- [EXCERPT TO READ]:

^^^^

I was jealous of all the other human beings that could hide their insecurities or bad habits. I would look around and imagine some to be compulsive gamblers, pathological liars, or maybe just awful people, but they looked normal. They looked healthy. I couldn’t hide how bad I was at life. I had to wear my shame every second of every day. I was a binge eater; I couldn’t cope with my emotions or the challenges life threw at me. I would hide, eat, lie about my emotions, and sink into my depression. I never imagined my life could be any other way. I was just made this way and I didn’t have the determination or hard work to make it better.

What a harmful lie I was feeding myself. What a harmful lie that was fed to me by others.

^^^^

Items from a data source
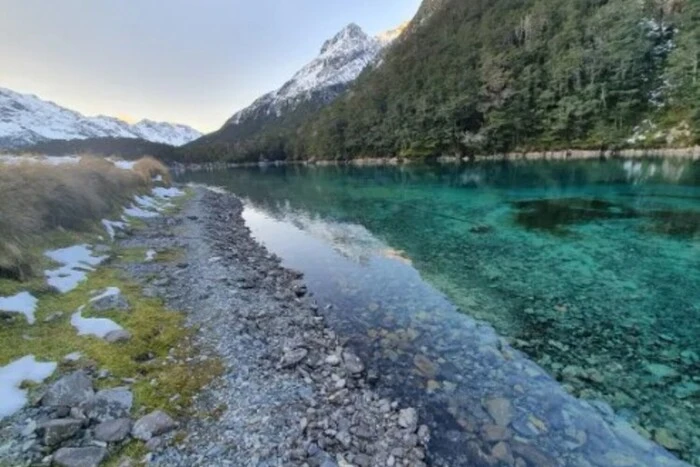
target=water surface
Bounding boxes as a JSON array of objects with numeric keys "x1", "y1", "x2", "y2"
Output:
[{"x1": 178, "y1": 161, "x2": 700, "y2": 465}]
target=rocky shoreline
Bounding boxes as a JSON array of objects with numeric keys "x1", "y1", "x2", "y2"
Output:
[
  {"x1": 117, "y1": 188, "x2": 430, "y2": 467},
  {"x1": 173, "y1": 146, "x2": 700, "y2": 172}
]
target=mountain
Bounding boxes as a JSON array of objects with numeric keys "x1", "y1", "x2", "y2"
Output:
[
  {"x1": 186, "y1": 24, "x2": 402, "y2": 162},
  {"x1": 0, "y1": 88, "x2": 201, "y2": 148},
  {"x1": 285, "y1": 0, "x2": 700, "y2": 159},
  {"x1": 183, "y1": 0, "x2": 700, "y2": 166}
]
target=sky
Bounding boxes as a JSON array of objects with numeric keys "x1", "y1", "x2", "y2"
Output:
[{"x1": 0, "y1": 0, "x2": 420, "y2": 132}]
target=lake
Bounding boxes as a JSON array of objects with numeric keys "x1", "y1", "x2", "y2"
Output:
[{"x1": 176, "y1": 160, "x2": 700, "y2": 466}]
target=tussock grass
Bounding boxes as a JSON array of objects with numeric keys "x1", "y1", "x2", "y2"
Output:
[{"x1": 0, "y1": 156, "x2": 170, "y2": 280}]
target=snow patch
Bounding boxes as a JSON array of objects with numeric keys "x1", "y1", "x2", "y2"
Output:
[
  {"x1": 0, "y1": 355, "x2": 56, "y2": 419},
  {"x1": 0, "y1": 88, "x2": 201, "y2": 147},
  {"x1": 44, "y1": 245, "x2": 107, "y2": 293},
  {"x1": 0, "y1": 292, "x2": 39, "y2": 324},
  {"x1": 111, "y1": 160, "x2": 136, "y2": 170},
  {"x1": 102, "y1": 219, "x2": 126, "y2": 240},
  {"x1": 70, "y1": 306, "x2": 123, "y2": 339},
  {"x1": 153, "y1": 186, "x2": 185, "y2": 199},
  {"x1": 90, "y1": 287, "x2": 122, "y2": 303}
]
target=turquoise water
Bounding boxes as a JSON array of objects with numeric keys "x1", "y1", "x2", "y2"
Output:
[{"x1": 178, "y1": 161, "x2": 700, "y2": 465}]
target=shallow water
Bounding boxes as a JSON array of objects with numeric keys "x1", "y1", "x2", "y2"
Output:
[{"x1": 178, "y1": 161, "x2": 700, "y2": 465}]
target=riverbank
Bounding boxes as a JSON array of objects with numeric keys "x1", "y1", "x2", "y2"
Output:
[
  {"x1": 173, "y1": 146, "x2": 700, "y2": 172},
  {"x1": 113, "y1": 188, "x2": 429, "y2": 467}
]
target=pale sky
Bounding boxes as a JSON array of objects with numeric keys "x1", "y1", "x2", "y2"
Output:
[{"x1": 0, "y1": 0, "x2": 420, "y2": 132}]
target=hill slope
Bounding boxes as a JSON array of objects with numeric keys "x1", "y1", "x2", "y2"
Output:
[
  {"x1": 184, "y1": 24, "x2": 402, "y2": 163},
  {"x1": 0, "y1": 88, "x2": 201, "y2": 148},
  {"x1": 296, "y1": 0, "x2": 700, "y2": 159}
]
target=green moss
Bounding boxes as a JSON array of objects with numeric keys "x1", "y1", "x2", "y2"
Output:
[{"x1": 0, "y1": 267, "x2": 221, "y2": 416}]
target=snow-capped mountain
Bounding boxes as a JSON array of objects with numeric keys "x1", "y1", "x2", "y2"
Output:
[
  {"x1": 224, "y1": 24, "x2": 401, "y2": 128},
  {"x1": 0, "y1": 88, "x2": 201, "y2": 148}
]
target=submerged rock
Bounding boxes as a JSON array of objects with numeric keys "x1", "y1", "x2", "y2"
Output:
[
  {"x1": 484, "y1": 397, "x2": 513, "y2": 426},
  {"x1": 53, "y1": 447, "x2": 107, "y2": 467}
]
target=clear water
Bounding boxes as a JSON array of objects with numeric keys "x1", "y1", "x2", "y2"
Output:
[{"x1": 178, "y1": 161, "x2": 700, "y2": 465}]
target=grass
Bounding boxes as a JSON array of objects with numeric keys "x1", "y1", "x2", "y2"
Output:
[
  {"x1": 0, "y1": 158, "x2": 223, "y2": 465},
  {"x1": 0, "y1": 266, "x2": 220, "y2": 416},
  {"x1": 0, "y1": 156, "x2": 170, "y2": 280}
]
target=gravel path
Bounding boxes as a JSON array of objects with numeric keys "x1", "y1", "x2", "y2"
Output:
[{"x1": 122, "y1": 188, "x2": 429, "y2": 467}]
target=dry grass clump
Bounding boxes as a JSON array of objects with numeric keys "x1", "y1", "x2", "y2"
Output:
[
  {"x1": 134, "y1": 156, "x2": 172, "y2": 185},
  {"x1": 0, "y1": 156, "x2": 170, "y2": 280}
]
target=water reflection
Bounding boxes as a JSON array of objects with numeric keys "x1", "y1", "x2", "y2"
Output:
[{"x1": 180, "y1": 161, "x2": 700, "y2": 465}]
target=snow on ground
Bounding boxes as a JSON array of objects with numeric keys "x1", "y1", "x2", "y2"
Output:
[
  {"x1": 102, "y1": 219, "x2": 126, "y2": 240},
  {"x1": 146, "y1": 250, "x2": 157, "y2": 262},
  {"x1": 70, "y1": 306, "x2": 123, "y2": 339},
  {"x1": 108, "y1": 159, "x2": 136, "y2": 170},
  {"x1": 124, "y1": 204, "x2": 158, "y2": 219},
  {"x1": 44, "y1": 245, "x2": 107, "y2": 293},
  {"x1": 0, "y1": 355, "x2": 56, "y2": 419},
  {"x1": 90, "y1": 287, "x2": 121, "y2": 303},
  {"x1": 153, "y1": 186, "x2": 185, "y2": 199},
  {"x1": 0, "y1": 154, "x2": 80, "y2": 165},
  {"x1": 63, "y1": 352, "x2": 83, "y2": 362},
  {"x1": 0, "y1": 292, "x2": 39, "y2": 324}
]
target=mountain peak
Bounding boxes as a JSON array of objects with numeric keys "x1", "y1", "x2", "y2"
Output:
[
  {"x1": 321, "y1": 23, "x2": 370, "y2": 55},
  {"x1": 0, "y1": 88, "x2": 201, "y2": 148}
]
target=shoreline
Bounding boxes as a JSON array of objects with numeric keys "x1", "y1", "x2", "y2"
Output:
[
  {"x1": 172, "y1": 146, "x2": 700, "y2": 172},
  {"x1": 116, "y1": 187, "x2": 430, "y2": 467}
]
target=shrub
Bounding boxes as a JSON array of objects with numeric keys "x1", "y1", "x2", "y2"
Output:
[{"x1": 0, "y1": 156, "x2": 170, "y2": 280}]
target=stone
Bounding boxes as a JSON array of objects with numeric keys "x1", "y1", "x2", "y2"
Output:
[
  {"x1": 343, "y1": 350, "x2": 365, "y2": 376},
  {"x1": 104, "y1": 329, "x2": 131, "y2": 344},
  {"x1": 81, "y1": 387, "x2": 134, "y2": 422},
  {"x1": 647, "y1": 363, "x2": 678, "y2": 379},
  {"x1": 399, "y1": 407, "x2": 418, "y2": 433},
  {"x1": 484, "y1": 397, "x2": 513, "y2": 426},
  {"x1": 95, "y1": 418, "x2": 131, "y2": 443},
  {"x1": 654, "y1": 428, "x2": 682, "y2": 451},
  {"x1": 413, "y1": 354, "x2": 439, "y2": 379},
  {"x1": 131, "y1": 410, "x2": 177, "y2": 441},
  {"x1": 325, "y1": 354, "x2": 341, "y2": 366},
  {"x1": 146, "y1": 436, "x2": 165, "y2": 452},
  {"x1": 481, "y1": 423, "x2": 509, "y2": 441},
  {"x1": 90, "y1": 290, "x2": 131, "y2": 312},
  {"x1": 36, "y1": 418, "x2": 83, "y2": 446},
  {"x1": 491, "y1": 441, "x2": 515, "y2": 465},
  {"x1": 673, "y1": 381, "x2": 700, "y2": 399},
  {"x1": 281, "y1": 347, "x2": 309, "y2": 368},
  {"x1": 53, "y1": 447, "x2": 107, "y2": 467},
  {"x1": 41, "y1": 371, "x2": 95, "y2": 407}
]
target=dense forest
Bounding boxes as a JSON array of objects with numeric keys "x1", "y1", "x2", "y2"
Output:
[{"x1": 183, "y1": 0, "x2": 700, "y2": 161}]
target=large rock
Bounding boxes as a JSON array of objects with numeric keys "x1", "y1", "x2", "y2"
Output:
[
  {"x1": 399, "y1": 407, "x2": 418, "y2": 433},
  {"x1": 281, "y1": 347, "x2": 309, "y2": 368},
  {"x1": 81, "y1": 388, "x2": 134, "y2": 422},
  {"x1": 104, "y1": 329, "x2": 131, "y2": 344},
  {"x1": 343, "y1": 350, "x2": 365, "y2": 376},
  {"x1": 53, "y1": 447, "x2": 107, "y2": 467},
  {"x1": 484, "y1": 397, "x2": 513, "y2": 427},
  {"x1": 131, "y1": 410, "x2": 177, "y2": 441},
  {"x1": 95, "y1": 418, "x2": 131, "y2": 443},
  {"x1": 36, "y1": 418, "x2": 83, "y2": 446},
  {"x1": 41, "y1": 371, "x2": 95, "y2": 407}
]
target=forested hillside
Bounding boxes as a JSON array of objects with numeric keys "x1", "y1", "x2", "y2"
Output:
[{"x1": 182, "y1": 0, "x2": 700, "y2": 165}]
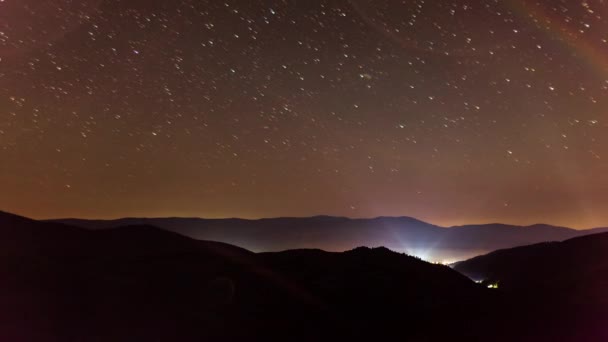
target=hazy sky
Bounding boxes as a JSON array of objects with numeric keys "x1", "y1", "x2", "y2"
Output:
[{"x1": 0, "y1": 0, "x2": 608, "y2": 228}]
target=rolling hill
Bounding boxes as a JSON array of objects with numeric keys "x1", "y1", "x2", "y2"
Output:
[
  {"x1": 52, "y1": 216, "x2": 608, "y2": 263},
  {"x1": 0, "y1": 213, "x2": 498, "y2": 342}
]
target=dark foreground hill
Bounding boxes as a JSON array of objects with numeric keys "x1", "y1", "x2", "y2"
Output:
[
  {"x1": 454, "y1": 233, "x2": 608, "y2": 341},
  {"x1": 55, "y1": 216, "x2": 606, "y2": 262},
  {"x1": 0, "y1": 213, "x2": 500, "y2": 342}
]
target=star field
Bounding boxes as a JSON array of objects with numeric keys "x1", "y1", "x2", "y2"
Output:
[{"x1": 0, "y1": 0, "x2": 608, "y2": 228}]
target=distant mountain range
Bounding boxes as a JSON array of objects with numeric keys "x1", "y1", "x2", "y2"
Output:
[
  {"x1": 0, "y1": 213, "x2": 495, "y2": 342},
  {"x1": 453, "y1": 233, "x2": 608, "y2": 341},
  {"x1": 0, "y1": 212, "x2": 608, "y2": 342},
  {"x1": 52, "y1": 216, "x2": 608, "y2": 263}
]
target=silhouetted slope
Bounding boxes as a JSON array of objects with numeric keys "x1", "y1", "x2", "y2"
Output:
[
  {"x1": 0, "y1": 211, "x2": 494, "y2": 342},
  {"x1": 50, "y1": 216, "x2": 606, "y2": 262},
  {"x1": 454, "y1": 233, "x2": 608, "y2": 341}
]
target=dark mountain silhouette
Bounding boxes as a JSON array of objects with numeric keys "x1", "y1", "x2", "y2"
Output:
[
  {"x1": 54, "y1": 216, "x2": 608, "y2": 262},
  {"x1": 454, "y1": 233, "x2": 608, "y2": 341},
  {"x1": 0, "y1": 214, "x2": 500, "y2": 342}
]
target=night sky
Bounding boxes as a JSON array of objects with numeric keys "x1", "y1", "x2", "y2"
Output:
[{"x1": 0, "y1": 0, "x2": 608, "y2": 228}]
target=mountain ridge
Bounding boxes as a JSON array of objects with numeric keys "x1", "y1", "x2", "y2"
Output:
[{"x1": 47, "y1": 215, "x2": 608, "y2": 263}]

^^^^

- [GIVEN TASK A]: In the passage on binge eating and shame, what does the writer say they had to wear every second of every day?
- [GIVEN TASK B]: Carry the passage on binge eating and shame forward from its last sentence.
This material has no connection to the passage on binge eating and shame.

- [RIGHT ANSWER A]: Their shame.

- [RIGHT ANSWER B]:
I hated my body and mind in every sense of the words. It was like being held hostage by my bad habits and choices. No improvement, no education, no growth. I would sit for hours every day and imagine what it’d be like to run again, to eat healthy balanced meals, to pursue education and knowledge, to be loved and to love myself. Those “dreams” would consume my thoughts. I now realize when I reflect, I never believed I would be better. Honestly, I think I was just waiting for an excuse to end it all. I thought that being happy and healthy was never in the cards for me. I spent years of my life never moving towards my goals while simultaneously hating this world that never made me someone that moved towards their goals. See my point?

I chose to be a victim. I chose to always victimize myself. That was my self-image.

When I thought I’d lost everything. I had nothing to hold onto.

So, I set fire to those thoughts.

One of the worst things that ever happened to me in my life, losing two people who were more dear to me than myself, it changed me. It changed me for the better and it made me open my eyes. I now feel like I see with such clarity what the world is, what life is, and more importantly what the possibility of a life well lived is. Stop putting expectations on yourself for tomorrow, stop putting expectations on your loved one’s behavior, stop putting expectations on your life.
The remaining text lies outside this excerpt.